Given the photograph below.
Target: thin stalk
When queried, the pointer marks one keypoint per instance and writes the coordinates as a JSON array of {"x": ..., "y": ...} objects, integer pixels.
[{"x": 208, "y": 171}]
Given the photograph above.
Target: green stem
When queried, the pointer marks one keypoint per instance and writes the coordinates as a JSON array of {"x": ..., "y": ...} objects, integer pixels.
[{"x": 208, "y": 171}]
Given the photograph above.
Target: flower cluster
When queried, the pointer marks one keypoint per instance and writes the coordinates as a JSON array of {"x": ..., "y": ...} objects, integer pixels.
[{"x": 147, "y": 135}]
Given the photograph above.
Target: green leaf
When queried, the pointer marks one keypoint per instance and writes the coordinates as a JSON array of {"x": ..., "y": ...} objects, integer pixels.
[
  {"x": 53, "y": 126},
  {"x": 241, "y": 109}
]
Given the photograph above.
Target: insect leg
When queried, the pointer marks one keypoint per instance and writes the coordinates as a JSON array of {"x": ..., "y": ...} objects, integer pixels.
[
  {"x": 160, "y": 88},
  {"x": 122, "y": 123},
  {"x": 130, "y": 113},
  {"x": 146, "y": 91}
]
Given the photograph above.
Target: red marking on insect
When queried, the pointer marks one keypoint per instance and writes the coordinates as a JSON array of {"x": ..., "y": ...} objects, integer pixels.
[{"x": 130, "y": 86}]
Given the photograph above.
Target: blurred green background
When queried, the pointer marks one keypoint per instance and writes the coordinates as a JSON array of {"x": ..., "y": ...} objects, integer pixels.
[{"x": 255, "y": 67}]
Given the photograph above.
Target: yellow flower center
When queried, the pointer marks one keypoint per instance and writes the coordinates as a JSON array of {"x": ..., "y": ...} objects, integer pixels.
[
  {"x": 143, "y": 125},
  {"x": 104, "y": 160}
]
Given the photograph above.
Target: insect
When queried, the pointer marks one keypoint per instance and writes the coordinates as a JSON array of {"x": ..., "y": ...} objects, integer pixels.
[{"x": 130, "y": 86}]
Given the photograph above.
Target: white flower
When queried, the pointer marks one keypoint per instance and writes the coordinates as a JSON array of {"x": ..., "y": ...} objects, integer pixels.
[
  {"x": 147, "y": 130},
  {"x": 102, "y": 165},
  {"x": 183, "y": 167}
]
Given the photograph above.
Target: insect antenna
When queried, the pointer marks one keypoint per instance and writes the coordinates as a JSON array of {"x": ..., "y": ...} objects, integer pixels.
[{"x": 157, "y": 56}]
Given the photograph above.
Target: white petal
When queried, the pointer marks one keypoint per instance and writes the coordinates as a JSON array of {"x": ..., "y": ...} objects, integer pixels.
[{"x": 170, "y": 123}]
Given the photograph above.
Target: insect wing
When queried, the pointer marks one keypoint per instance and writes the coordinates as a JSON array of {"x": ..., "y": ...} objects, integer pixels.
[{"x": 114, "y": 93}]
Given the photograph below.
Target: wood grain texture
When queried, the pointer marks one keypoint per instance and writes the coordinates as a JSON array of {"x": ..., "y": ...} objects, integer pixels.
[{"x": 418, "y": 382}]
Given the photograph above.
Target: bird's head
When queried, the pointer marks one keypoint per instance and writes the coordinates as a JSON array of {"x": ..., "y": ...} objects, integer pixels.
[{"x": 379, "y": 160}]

____________________

Instructions to follow: Repeat each record exactly. Omit nothing.

Output for this exercise:
Given the photograph below.
Target: thin stalk
When queried, the pointer marks one keypoint per instance and writes the coordinates as a JSON array of {"x": ..., "y": ...} objects, integer pixels.
[{"x": 208, "y": 171}]
Given the photograph above.
Target: green stem
When queried, the pointer marks one keypoint per instance and writes the coordinates as a JSON array of {"x": ..., "y": ...} objects, integer pixels.
[{"x": 208, "y": 171}]
Given the photograph above.
Target: flower cluster
When queried, the pointer marks one keypoint per instance and writes the coordinates as a JSON array of {"x": ..., "y": ...} objects, integer pixels.
[{"x": 147, "y": 135}]
Given the photograph above.
Target: green leaf
When queried, the pointer marks one keypoint per instance and writes the coordinates as a JSON array of {"x": ..., "y": ...} objects, integer pixels.
[
  {"x": 53, "y": 126},
  {"x": 241, "y": 109}
]
Given the photograph above.
Target: insect leg
When queried, the pointer marks one keypoint per instance and writes the coordinates as a JSON array of {"x": ..., "y": ...} objects, integer pixels.
[
  {"x": 160, "y": 88},
  {"x": 122, "y": 123},
  {"x": 130, "y": 113},
  {"x": 146, "y": 91}
]
Given the photograph above.
Target: red marking on insect
When queried, the pointer marks one keypoint per instance and writes the coordinates as a JSON array of {"x": ..., "y": ...} objects, integer pixels.
[{"x": 130, "y": 86}]
Given the photograph above.
Target: blurred green background
When queried, the pointer marks one keypoint per instance and writes the coordinates as a JSON array of {"x": ..., "y": ...} objects, integer pixels.
[{"x": 255, "y": 67}]
Given the photograph above.
Target: yellow flower center
When queried, the pointer marks one keypoint per instance and writes the coordinates as a JSON array of {"x": ..., "y": ...} objects, integer pixels.
[
  {"x": 143, "y": 125},
  {"x": 104, "y": 160}
]
Given the photograph above.
Target: insect
When queried, the pointer marks one keypoint per instance and writes the coordinates as a JSON array of {"x": ..., "y": ...} objects, integer pixels.
[{"x": 130, "y": 86}]
Given the photograph above.
Target: white flower
When queried, the pointer marks one keypoint per instance and writes the coordinates as a JSON array of {"x": ..., "y": ...} objects, integer pixels.
[
  {"x": 147, "y": 130},
  {"x": 102, "y": 165},
  {"x": 183, "y": 167}
]
Given the photograph above.
Target: insect antenna
When queried, the pointer marks one keypoint per instance and writes the coordinates as a JSON array of {"x": ..., "y": ...} objects, integer pixels.
[{"x": 157, "y": 56}]
Given the photograph above.
Target: white petal
When queried, the pointer marks one keypoint per instance and writes the coordinates as a JSON array of {"x": ..., "y": ...} objects, integer pixels.
[{"x": 170, "y": 123}]
Given the photograph above.
Target: insect wing
When queried, the pointer marks one keypoint per instance and writes the coordinates as a JSON array of {"x": ..., "y": ...} objects, integer pixels.
[{"x": 114, "y": 93}]
Given the photograph below.
Target: wood grain texture
When queried, the pointer marks one keypoint per instance and writes the coordinates as a JSON array of {"x": ..., "y": ...} objects, integer pixels.
[{"x": 418, "y": 382}]
Given the photograph above.
Target: bird's head
When queried, the pointer marks one keypoint per instance and writes the coordinates as a JSON array of {"x": ..., "y": ...} objects, integer pixels.
[{"x": 379, "y": 160}]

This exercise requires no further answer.